### PROBLEM TO SOLVE
Print the data that follows word for word, leaving out any picture.

### Recorded data
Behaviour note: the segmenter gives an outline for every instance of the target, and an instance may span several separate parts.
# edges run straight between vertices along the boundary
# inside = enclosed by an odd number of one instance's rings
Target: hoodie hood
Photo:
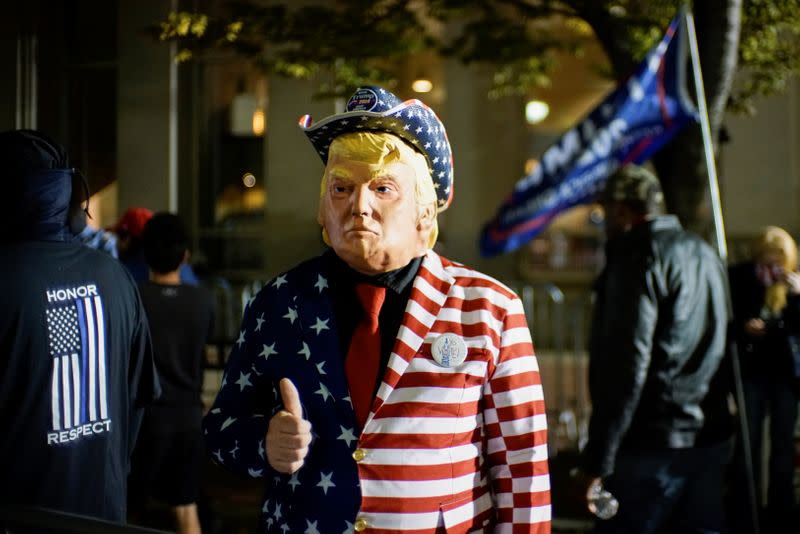
[[[71,241],[74,169],[64,148],[34,130],[0,133],[0,241]]]

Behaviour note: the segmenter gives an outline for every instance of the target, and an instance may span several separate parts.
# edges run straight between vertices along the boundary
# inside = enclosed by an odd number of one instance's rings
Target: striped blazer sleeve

### EXERCISE ANSWER
Behaviour note: the segmenter gives an outline for every instance of the target, and an instance may span several separate parts.
# edges run straight between vertices along the boundary
# inside = enclosed by an odd number of one instance's rings
Target: hoodie hood
Photo:
[[[71,241],[74,169],[64,148],[34,130],[0,133],[0,241]]]

Behaviour note: the segmenter gives an outline for every instance of the target, and an instance may span several separate parts.
# edges run straight between vertices along the boundary
# inside = enclosed by an odd number of one instance's rings
Target: striped blazer sleeve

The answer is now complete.